_WHAT YOU SHOULD DO_
The goal here is an exact copy of the entries below, without their pictures.

-- RECORDS TO USE follows --

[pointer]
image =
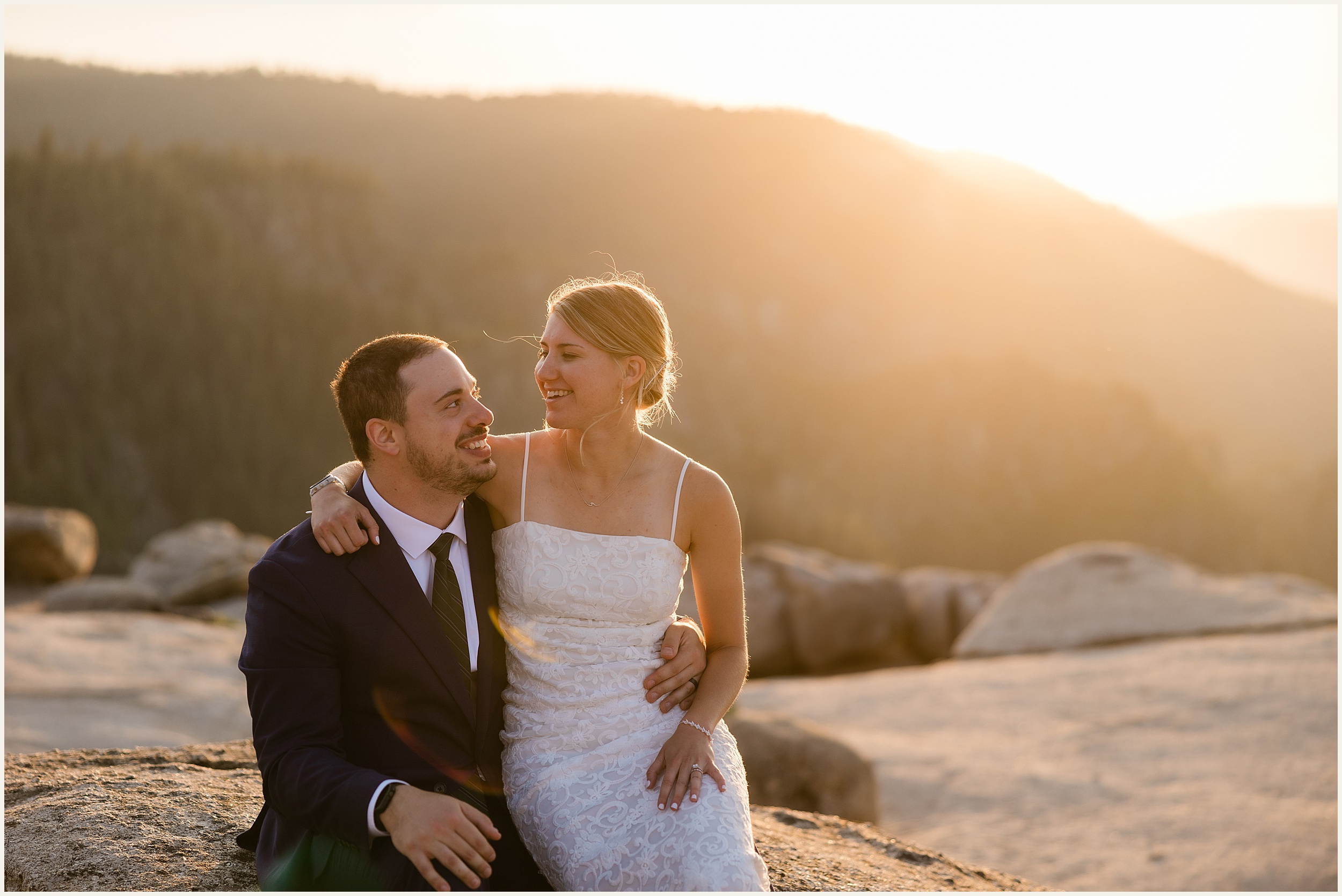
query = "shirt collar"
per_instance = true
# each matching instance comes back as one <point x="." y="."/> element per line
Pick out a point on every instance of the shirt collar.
<point x="414" y="535"/>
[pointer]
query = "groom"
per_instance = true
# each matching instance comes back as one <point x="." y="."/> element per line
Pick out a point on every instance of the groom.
<point x="375" y="679"/>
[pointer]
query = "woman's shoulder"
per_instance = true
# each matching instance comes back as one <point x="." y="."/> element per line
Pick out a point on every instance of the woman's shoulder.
<point x="512" y="444"/>
<point x="699" y="481"/>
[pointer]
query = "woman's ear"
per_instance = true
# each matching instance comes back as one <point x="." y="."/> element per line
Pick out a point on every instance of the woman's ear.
<point x="383" y="436"/>
<point x="634" y="371"/>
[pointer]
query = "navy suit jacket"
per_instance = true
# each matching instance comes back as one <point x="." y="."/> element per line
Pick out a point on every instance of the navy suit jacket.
<point x="351" y="682"/>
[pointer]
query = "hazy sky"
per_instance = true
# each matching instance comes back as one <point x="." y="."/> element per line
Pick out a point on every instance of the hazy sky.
<point x="1164" y="111"/>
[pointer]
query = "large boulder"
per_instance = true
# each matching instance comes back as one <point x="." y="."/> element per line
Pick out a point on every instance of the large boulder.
<point x="155" y="819"/>
<point x="147" y="819"/>
<point x="1113" y="592"/>
<point x="1193" y="763"/>
<point x="101" y="593"/>
<point x="941" y="604"/>
<point x="799" y="765"/>
<point x="200" y="562"/>
<point x="838" y="613"/>
<point x="768" y="632"/>
<point x="47" y="544"/>
<point x="121" y="679"/>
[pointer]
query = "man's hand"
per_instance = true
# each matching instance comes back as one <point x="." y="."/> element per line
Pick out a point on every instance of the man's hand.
<point x="427" y="825"/>
<point x="686" y="658"/>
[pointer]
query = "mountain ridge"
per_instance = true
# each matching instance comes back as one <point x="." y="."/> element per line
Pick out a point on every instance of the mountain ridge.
<point x="838" y="267"/>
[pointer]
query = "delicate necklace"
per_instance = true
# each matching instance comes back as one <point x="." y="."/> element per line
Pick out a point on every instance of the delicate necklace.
<point x="572" y="482"/>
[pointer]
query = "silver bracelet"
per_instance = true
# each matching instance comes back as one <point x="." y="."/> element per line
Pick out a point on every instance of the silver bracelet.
<point x="696" y="725"/>
<point x="323" y="483"/>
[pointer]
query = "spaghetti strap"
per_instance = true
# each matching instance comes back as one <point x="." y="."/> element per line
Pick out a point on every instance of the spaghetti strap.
<point x="527" y="459"/>
<point x="677" y="511"/>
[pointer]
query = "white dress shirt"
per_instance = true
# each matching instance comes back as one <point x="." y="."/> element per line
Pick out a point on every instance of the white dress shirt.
<point x="415" y="537"/>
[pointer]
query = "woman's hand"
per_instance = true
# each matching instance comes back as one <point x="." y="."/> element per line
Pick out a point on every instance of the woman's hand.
<point x="678" y="678"/>
<point x="339" y="522"/>
<point x="685" y="758"/>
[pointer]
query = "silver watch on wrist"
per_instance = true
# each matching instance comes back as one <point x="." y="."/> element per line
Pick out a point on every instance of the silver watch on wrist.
<point x="323" y="483"/>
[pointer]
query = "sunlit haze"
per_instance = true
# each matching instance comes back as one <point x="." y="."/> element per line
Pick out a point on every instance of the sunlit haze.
<point x="1163" y="111"/>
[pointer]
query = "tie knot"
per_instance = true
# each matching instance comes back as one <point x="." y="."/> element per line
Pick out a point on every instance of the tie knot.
<point x="442" y="546"/>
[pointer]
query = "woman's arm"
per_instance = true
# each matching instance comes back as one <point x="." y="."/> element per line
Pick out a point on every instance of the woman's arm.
<point x="720" y="592"/>
<point x="340" y="524"/>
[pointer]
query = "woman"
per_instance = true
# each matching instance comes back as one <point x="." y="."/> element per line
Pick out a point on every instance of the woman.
<point x="595" y="521"/>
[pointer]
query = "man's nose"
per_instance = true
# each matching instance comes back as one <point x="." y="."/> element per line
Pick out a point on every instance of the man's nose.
<point x="482" y="416"/>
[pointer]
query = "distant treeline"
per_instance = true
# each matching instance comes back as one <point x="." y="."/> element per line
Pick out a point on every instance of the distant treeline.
<point x="172" y="320"/>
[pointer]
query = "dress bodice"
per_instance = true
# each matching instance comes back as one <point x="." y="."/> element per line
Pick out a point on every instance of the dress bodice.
<point x="584" y="616"/>
<point x="586" y="580"/>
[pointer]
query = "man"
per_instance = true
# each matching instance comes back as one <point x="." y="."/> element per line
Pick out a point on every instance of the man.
<point x="375" y="679"/>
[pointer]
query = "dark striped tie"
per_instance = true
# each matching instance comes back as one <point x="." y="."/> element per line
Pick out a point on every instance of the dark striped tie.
<point x="449" y="609"/>
<point x="451" y="619"/>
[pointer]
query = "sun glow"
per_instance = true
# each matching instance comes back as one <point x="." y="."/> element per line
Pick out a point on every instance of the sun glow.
<point x="1164" y="111"/>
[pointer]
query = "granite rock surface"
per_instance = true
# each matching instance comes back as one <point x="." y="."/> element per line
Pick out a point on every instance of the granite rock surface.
<point x="1113" y="592"/>
<point x="156" y="819"/>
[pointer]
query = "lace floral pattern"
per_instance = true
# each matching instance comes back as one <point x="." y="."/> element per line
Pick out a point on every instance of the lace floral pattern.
<point x="584" y="618"/>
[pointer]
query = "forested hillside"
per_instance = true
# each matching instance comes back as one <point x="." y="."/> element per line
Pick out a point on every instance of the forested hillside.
<point x="887" y="352"/>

-- RECORDS TO USE concluded --

_ANSWER BOX_
[pointer]
image =
query = "shirt collar"
per_instance = true
# each matching instance comes back as one <point x="." y="."/> element per line
Pick out a point on every instance of the shirt collar.
<point x="414" y="535"/>
[pointer]
query = "groom"
per_instance = true
# each matching instance comes back as one <point x="." y="."/> element per line
Pick out a point on every instance of the groom.
<point x="375" y="679"/>
[pointer]
query = "woman's shoulder"
per_instance = true
# each matching instance comes back as one <point x="." y="."/> element per line
Pick out a point on every instance of the woman's shoulder.
<point x="512" y="444"/>
<point x="699" y="481"/>
[pointer]
query = "woman's ear"
per_instance = true
# each matching instance comes back as one <point x="." y="."/> element per line
Pick out a point on every instance of the woman's ear.
<point x="383" y="436"/>
<point x="634" y="371"/>
[pointer]
query = "navy suit jacket"
per_instance = true
# each matching instance comes back as one <point x="." y="."/> element per line
Pick out a point on every instance of the navy suit jacket.
<point x="351" y="682"/>
[pointer]
query = "hazy sky"
per_instance = true
# each matching instance comes back as one <point x="." y="."/> element per line
Pick out a point on every instance of the hazy sky.
<point x="1164" y="111"/>
[pointer]
query = "large boulder"
per_instance = true
# each matching instance comes back as one <point x="." y="."/> element per line
Pick out a point on every instance of the large boulder.
<point x="155" y="819"/>
<point x="147" y="819"/>
<point x="1113" y="592"/>
<point x="1193" y="763"/>
<point x="101" y="593"/>
<point x="941" y="604"/>
<point x="799" y="765"/>
<point x="200" y="562"/>
<point x="838" y="613"/>
<point x="768" y="632"/>
<point x="47" y="544"/>
<point x="121" y="679"/>
[pointer]
query = "man's hand"
per_instance = true
# each matching instance comes back as one <point x="." y="."/> element per line
Pick out a point on every instance of the man's hand.
<point x="427" y="825"/>
<point x="686" y="658"/>
[pointer]
query = "mountain ridge"
per_instance = true
# each matching instance comes back as one <point x="." y="."/> element per line
Pick out a point on every instance of the mountain ridge.
<point x="838" y="267"/>
[pointer]
query = "delicate necklace"
per_instance = true
# each matching instance comes back as one <point x="." y="."/> element per line
Pick out a point on every instance of the delicate necklace.
<point x="572" y="482"/>
[pointer]
query = "silver bracelet"
per_instance = true
# each matching instance comes back as one <point x="." y="."/> element per line
Pick out a point on every instance of the silver bracelet.
<point x="696" y="725"/>
<point x="323" y="483"/>
[pointer]
query = "spaghetti strap"
per_instance = true
# each matching instance comes back as one <point x="." y="."/> element per line
Pick out a point on every instance of the spaghetti strap.
<point x="527" y="459"/>
<point x="677" y="511"/>
[pointer]
query = "white dress shirt"
per_instance = true
# each matching instance comes back as one <point x="." y="."/> element per line
Pick out a point on every instance of the white dress shirt.
<point x="415" y="537"/>
[pointer]
query = "woman's hand"
per_instance = true
# each matching instance comes back as one <point x="." y="."/> element per line
Pick out a point on every instance of the woman's hand.
<point x="678" y="678"/>
<point x="339" y="522"/>
<point x="685" y="758"/>
[pointer]
query = "silver watch on wrist"
per_instance = true
# each matching instance comes back as one <point x="." y="."/> element per line
Pick out a point on every instance of the silver watch on wrist.
<point x="323" y="483"/>
[pointer]
query = "sunlit haze"
per_instance = true
# each matching instance comes back as one <point x="." y="."/> element per line
Pick out a point on every instance of the sunlit haze.
<point x="1163" y="111"/>
[pointer]
query = "tie knot"
per_instance = true
# each matching instance comes back as one <point x="." y="."/> element per line
Pick out a point on every instance of the tie knot.
<point x="442" y="546"/>
[pointer]
query = "woman's arm"
per_instance = true
# each matching instance comes back as one <point x="." y="."/> element per line
Pick out a point on every instance of the woman's arm.
<point x="720" y="592"/>
<point x="340" y="524"/>
[pointer]
query = "woman"
per_instance = true
# each matching instance comes back as one <point x="." y="."/> element per line
Pick out a point on every instance of the woman.
<point x="595" y="521"/>
[pointer]
query = "man's nose"
per_instance = true
# each matching instance comes back as one <point x="." y="."/> element per line
Pick out a point on every instance of the man's nose.
<point x="482" y="416"/>
[pointer]
query = "distant treeline"
per_instance = true
# each matching instance comes back as one <point x="." y="."/> element per line
Pick out a point on every instance of the distant treeline.
<point x="172" y="320"/>
[pointer]
query = "dress bodice"
per_instance = true
# each matching instance comes back as one <point x="." y="."/> element per line
Pick out a point on every instance of the dress bodice.
<point x="584" y="616"/>
<point x="586" y="580"/>
[pointer]
query = "man"
per_instance = true
# each matching instance comes back as one <point x="." y="."/> element per line
Pick out a point on every instance of the man.
<point x="375" y="679"/>
[pointer]
query = "dark striped tie"
per_instance = true
# each matching instance comes back as one <point x="." y="."/> element per line
Pick out a point on every instance of the dark striped tie.
<point x="449" y="609"/>
<point x="451" y="619"/>
[pointer]
query = "sun glow"
per_instance = true
# each matching instance comes back as one <point x="." y="."/> element per line
Pick out a point on every instance of the sun glow.
<point x="1164" y="111"/>
[pointer]
query = "granite rock surface"
per_instance = true
# each matching instance comes back as one <point x="." y="."/> element per line
Pick out a point on every instance of the granite rock surface.
<point x="1113" y="592"/>
<point x="156" y="819"/>
[pointer]
query = "lace floral pattern"
per_instance = true
# each matching instance comes back as one <point x="." y="."/> element per line
Pick out a point on every instance of the lace floral pattern.
<point x="584" y="618"/>
[pointer]
query = "forested hillside"
per_instance = true
# each matching instance comes back as one <point x="." y="."/> element per line
Pick out a point on every instance of the forested hillside.
<point x="887" y="352"/>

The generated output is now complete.